======== Source data

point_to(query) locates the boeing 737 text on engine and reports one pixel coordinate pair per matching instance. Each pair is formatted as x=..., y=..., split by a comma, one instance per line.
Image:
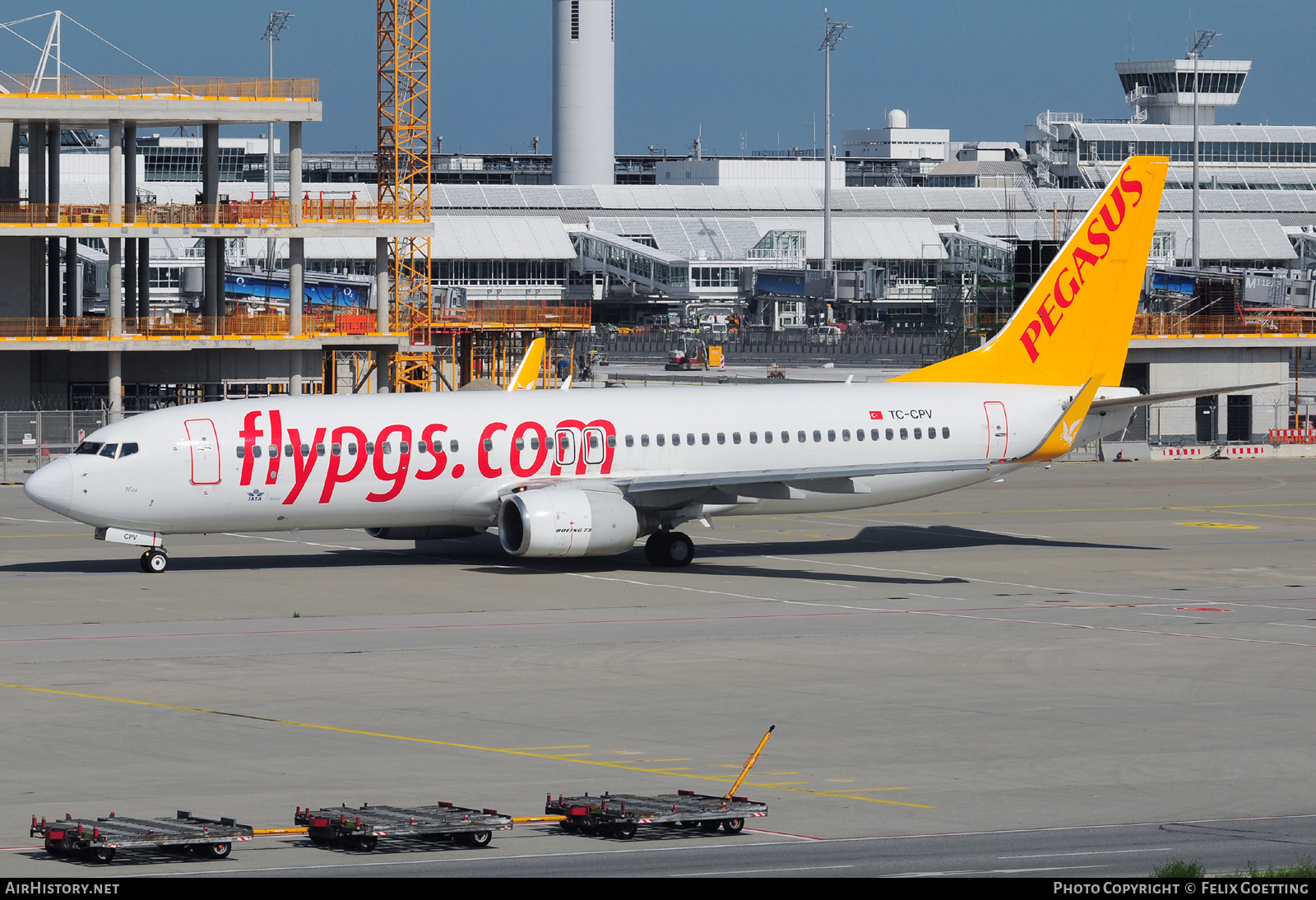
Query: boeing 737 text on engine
x=589, y=472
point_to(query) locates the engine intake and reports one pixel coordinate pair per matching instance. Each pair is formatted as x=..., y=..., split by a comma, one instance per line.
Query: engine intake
x=568, y=520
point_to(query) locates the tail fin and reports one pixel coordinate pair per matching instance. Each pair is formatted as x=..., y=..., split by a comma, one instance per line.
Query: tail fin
x=1077, y=320
x=528, y=373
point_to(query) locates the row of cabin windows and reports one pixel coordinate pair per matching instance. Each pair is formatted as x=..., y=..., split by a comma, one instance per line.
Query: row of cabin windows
x=860, y=434
x=592, y=440
x=336, y=449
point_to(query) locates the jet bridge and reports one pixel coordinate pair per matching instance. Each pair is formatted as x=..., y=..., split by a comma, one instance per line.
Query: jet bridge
x=633, y=262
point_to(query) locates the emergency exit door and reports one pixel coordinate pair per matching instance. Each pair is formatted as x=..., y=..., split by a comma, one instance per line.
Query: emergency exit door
x=998, y=430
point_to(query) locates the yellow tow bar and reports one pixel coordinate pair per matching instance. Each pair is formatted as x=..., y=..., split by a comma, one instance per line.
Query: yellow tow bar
x=749, y=763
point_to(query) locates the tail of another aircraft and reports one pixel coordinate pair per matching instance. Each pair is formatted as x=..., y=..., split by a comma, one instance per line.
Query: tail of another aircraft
x=528, y=373
x=1076, y=322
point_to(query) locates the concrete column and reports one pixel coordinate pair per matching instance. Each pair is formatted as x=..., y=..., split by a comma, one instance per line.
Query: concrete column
x=116, y=173
x=116, y=285
x=36, y=164
x=131, y=216
x=295, y=170
x=144, y=278
x=116, y=384
x=10, y=138
x=54, y=283
x=296, y=263
x=36, y=199
x=382, y=298
x=212, y=304
x=72, y=279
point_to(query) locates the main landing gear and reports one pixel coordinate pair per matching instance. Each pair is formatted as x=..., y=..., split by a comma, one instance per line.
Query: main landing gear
x=669, y=549
x=155, y=561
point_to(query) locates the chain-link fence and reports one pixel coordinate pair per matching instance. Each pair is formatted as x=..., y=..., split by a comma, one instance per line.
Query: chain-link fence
x=30, y=440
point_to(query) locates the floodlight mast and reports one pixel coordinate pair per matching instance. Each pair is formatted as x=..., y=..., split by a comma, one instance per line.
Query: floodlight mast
x=278, y=21
x=835, y=33
x=1202, y=39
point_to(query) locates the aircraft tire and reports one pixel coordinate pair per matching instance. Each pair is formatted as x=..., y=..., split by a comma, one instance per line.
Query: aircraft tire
x=681, y=550
x=656, y=548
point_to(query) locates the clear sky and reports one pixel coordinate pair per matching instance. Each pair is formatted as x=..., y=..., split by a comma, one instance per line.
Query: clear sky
x=734, y=67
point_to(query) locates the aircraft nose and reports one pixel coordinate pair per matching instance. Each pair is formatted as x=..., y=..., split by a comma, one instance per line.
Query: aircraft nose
x=52, y=485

================

What needs to be done: Reproduce without change every line of the entries above, from the one containing "Query: clear sky" through the last.

Answer box:
Query: clear sky
x=734, y=67
point_to(query) locates the aircraft nose and reports one pixel coordinate pair per matching instance. Each pair is formatted as x=..., y=..., split by a comma, one instance per line.
Query: aircraft nose
x=52, y=485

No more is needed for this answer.